* **Task to carry out**: Among the entries that follow, the required portion opens with the line containing "the pink petal" and closes with the line containing "of the thick". Give that portion again exactly, and nothing else.

BEGIN Records to use

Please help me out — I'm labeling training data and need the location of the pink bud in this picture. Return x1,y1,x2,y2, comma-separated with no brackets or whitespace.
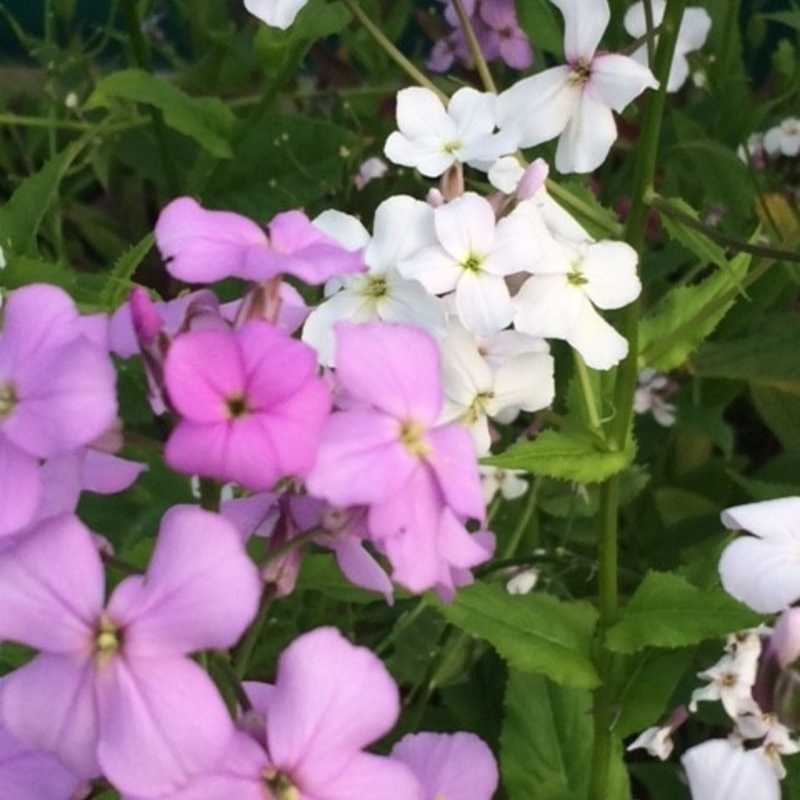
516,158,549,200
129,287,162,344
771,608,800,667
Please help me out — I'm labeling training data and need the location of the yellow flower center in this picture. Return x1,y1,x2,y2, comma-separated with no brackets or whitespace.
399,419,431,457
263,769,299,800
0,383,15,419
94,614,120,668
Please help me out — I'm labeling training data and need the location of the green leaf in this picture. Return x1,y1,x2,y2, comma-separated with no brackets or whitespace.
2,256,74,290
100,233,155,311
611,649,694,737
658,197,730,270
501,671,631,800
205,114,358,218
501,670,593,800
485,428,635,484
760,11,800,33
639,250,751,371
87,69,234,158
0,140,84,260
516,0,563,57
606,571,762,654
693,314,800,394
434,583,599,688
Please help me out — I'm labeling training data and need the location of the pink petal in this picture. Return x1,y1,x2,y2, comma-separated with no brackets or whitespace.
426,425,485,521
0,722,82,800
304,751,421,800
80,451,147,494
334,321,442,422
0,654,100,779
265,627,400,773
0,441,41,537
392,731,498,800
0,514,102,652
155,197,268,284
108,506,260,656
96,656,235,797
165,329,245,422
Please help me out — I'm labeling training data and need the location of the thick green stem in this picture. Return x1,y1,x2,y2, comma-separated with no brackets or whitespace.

END Records to use
BEGIN Records to use

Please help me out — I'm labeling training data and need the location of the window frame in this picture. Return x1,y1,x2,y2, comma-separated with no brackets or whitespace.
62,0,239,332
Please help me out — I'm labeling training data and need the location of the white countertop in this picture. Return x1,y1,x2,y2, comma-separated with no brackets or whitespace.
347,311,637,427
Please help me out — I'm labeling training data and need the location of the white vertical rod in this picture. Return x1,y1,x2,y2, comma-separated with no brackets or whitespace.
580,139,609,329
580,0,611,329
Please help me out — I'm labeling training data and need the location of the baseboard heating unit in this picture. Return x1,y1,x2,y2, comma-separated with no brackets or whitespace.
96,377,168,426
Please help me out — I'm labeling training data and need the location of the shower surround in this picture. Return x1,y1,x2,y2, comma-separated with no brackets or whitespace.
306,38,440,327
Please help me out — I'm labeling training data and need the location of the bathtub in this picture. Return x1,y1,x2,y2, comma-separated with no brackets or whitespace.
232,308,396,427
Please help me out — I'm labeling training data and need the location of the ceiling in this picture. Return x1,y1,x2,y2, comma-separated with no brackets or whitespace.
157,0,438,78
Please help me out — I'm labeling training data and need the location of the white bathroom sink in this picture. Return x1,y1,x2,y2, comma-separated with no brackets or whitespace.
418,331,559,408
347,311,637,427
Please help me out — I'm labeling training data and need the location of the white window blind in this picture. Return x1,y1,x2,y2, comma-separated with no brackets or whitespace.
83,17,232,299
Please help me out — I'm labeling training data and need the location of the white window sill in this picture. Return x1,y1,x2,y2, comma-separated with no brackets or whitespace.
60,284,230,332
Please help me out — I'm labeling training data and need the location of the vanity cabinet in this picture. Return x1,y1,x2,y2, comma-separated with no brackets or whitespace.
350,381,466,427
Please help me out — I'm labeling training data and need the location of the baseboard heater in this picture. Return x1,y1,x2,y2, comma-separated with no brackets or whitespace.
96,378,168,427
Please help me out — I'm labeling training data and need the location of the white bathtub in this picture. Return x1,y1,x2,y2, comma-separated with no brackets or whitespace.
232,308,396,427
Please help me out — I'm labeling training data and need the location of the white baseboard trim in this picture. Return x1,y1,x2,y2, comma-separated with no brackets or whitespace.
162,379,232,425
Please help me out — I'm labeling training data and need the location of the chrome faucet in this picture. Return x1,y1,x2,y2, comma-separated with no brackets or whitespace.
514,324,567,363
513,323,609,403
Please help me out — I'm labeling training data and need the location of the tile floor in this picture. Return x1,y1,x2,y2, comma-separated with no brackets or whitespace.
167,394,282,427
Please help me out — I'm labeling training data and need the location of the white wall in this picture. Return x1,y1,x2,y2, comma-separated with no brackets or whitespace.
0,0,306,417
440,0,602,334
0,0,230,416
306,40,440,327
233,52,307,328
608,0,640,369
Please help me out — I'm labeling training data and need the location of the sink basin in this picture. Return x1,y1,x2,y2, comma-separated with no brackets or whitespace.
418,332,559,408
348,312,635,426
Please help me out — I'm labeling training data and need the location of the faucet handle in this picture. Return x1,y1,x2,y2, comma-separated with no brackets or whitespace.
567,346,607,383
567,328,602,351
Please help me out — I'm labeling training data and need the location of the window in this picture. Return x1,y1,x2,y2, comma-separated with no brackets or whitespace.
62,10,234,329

END Records to use

* **Result below**:
Please help me out — I'm labeling training data and need the location of the pink petal in this picture. Return x1,y1,x2,y2, comma-separated with no brackets or whitespace.
426,425,485,521
0,722,82,800
304,751,421,800
80,451,147,494
334,321,442,422
0,654,100,779
265,627,400,773
0,441,41,537
392,731,498,800
0,514,102,652
155,197,268,284
108,506,260,656
96,656,235,797
165,329,245,422
Please help me out — I'm labeling training data and need the location of the thick green stem in this picture. Return x1,y1,x2,y2, comma-separated with no brackets or whitespace.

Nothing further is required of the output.